--- Start Record list ---

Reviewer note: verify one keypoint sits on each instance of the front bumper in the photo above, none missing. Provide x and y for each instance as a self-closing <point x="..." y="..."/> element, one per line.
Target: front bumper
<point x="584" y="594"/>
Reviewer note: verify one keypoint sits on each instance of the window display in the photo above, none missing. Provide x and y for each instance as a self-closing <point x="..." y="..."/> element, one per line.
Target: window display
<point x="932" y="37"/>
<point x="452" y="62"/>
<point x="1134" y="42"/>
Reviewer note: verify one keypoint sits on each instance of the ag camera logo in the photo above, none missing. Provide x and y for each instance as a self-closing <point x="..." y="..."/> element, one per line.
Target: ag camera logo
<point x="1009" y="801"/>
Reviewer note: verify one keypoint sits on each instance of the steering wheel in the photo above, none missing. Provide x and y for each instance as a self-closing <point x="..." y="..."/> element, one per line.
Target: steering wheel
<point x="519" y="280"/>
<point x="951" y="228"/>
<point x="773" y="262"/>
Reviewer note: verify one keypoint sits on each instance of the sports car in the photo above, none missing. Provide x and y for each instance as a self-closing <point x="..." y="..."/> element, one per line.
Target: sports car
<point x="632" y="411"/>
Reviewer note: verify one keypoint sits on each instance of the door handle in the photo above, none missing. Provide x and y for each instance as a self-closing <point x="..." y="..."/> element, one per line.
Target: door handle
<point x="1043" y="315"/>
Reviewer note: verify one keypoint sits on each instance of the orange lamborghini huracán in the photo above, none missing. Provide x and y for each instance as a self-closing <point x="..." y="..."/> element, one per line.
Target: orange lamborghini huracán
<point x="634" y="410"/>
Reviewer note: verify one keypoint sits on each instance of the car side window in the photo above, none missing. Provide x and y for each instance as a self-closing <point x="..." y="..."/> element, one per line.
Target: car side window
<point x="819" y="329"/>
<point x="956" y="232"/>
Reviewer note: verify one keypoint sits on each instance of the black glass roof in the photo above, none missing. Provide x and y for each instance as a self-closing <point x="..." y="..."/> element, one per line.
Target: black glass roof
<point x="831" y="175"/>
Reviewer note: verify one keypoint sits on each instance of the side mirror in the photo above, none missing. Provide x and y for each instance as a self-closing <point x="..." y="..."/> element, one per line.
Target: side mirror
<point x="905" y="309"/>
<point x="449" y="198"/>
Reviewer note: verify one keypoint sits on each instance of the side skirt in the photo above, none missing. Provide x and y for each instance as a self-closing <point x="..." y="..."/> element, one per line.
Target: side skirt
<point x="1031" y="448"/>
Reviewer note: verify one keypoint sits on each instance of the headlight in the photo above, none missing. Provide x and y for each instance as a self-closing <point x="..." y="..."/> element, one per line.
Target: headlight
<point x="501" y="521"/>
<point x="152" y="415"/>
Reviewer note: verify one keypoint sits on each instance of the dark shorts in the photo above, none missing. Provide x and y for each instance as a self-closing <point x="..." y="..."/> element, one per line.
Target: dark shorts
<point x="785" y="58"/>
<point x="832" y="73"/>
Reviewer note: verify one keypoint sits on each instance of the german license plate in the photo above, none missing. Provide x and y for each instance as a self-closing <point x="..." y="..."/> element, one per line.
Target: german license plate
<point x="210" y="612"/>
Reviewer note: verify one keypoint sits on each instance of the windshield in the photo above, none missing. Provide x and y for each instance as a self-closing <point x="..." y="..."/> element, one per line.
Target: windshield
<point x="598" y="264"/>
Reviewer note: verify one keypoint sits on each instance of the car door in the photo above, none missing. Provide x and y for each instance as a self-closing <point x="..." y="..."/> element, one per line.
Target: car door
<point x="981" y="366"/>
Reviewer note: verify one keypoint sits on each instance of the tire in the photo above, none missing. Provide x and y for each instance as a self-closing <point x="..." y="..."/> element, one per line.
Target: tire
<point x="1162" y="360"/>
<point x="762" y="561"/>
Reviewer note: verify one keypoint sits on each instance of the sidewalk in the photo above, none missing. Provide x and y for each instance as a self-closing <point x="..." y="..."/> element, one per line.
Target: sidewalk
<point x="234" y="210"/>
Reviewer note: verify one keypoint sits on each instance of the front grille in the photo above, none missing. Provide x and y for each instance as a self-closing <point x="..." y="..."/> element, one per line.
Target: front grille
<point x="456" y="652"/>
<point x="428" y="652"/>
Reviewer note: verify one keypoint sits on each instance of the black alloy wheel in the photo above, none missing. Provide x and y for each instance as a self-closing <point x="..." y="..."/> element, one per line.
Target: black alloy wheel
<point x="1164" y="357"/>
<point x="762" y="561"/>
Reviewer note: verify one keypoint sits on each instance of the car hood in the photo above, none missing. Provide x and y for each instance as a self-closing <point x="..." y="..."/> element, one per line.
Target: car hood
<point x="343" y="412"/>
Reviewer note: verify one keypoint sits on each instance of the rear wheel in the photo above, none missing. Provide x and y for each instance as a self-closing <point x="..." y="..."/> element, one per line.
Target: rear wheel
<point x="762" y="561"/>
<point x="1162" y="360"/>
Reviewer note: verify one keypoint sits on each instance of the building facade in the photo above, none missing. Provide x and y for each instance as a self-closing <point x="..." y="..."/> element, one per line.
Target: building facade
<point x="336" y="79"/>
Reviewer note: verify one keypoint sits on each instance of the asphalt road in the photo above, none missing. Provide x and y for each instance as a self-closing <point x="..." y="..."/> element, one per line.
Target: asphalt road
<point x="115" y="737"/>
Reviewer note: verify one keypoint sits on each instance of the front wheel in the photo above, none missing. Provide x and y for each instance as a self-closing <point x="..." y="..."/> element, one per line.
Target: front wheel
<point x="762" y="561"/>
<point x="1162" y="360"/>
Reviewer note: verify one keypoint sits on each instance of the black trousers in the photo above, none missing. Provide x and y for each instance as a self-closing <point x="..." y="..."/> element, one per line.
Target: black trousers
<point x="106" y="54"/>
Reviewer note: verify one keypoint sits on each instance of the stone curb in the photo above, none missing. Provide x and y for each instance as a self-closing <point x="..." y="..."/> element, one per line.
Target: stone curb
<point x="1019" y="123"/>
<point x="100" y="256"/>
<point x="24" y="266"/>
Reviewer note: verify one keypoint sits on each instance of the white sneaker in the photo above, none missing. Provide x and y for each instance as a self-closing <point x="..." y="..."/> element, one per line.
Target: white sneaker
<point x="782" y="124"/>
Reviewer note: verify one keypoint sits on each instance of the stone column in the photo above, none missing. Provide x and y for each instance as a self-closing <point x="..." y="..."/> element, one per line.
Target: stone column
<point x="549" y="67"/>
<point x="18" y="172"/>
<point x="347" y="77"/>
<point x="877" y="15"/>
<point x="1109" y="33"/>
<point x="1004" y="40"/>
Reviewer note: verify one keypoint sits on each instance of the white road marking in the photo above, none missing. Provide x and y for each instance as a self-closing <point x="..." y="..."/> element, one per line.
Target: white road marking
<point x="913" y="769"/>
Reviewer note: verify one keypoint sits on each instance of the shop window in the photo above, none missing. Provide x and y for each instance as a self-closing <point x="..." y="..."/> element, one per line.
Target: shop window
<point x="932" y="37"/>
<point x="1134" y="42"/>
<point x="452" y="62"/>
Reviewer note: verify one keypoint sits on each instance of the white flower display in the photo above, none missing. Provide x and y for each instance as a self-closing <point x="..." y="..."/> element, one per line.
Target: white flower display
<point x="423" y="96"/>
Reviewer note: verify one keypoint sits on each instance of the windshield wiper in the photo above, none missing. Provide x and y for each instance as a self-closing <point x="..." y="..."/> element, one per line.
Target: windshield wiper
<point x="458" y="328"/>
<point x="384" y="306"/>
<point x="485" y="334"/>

--- End Record list ---

:: Written exercise ::
Retype nothing except the lines from the line holding "the stone column" through the last line of the entries, both included.

:: Solution to this task ::
Reviewer note: verify one keypoint sits on each instance of the stone column in the photo above, none missing. Provide x and y for each instance as a self-closing <point x="..." y="..."/> element, one per line.
Target: stone column
<point x="549" y="67"/>
<point x="18" y="172"/>
<point x="347" y="77"/>
<point x="877" y="15"/>
<point x="1109" y="33"/>
<point x="1004" y="40"/>
Reviewer note: verify one keypoint sits on each instance of the white road marking in the photo above, none missing. Provide x and y for each instance as a self-closing <point x="..." y="..."/> element, one per line.
Target: white road marking
<point x="913" y="769"/>
Reviewer note: verify one keypoint sits on each instance of the shop window in the photo above, none missing. Provide x and y for each instance as a self-closing <point x="..." y="..."/> element, one per line.
Target: shop window
<point x="932" y="37"/>
<point x="1134" y="42"/>
<point x="452" y="62"/>
Reviewer note: verify one keypoint sits on each instance of the white flower display in the photo above, none missing. Provide x and y for each instance as a self-closing <point x="..." y="..."/> element, one per line.
Target: white flower display
<point x="423" y="96"/>
Reviewer note: verify one keypoint sits on each instance of the windshield wiper in the photo above, none missing. Provide x and y for each instance as a self-closing <point x="..." y="..."/> element, one per line.
Target: windshield wiper
<point x="458" y="328"/>
<point x="384" y="306"/>
<point x="485" y="334"/>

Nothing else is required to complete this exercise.